— BEGIN Source extract —
Furthermore, the researchers tested the influence of year of geoengineering implementation on achieving climate change countering effects. In the end, in all geoengineering simulations, global temperatures decreased to pre-industrial conditions in a time span of approximately 5 years.

Just as there are many methods in CDR, there are different techniques used in solar radiation management. These are categorised as space-based approaches, stratospheric aerosol-based approaches, marine cloud brightening, and surface-albedo enhancement [4].
Space-based approaches involve a sort of mirror or glass shield, placed in locations between the Earth and Sun, either in orbit around the Earth or a place in which the forces pulling the object towards the Sun are balanced with the forces pulling the object towards Earth. However, to offset the annual increase in radiative forcing due to human CO2 emissions, more than 10,000 km2 of reflective are would need to be deployed annually [4].
The stratospheric aerosol-based approach involves the insertion of sulfate aerosols into thelower stratosphere which would scatter solar radiation back into space and consequently produce a cooling effect [4]. A natural version of this can be observed in large volcanic eruptions, such as the eruption of Mount Pinatubo in 1991. This eruption injected enough material into the atmosphere to offset approximately 4 W m−2 of radiative forcing which is the approximate needed amount to offset the global-mean radiative forcing from the doubling of atmospheric CO2. It must be noted that volcanic eruptions do not perfectly imitate geoengineering conditions, but rather, produce similar effects. Also, the aerosols injected into the atmosphere by Mount Pinatubo were removed from the atmosphere in around a year. Had these aerosols stayed in the atmosphere for longer, further cooling would have been observed, in comparison to the approximately 0.5 Kelvin cooling within the year after the eruption. A multitude of techniques have been proposed in order to inject sulfate aerosols into the atmosphere, including high-altitude balloons, artillery guns, high-level aircraft, tall towers, and space elevators, with the last one being currently unfeasible. This method has many disadvantages such as the fact that sulfate aerosols can influence the chemical properties of the stratosphere, specifically ozone concentration. In fact, the injection of sulfate aerosols may provide surfacing leading to efficient chlorine activation, doubling the ozone-destroying potential of chlorofluorocarbon-derived chlorine in the poles. This means that the Antarctic ozone hole would take longer to recover.
— END Source extract —
— BEGIN Dataset excerpts —
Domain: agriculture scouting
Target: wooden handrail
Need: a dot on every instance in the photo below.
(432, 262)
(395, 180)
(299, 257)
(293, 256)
— END Dataset excerpts —
_Problem set:_
(1) Answer these questions from the geoengineering passage:
(a) In all the geoengineering simulations, roughly how long did global temperatures take to fall to pre-industrial conditions?
(b) What four categories of solar radiation management techniques are listed?
(c) How much cooling was observed within the year after the Mount Pinatubo eruption?
(2) Carry on the geoengineering passage from its final sentence.

_Results of the exercise:_
(1)
(a) Approximately 5 years.
(b) Space-based approaches, stratospheric aerosol-based approaches, marine cloud brightening, and surface-albedo enhancement.
(c) Approximately 0.5 Kelvin.

(2)
Marine cloud brightening works by increasing the quantity of cloud condensation nuclei (CCN) – “particles on which water condenses at supersaturations typical of atmospheric cloud formation” [14] – which would subsequently increase the reflectivity of low-level marine stratocumulus clouds [4]. More CCN increase the number of cloud droplets but decrease their size. When cloud droplet quantity is increased, total droplet surface area increases as well, which means higher reflectivity. This is merely a prediction, though, as it is not certain that reduced droplet size would mean an increase in albedo.
Finally, there is an approach known as surface-albedo enhancement [4]. Various methods have been proposed regarding this approach: modifying the reflectivities of rural areas, urban areas, deserts, and the ocean surface. One outright disadvantage of the application of technique on land is that approximately 10% of solar radiation on the global land surface would need to be reflected to offset the radiative forcing from a doubling of atmospheric CO2. This stems from the fact that land represents less than one-third of the Earth’s surface, with half of that land being covered by clouds. Some ideas of surface-albedo enhancement involve increasing crop albedo (by increasing crop brightness) and installing white roofs on a global scale.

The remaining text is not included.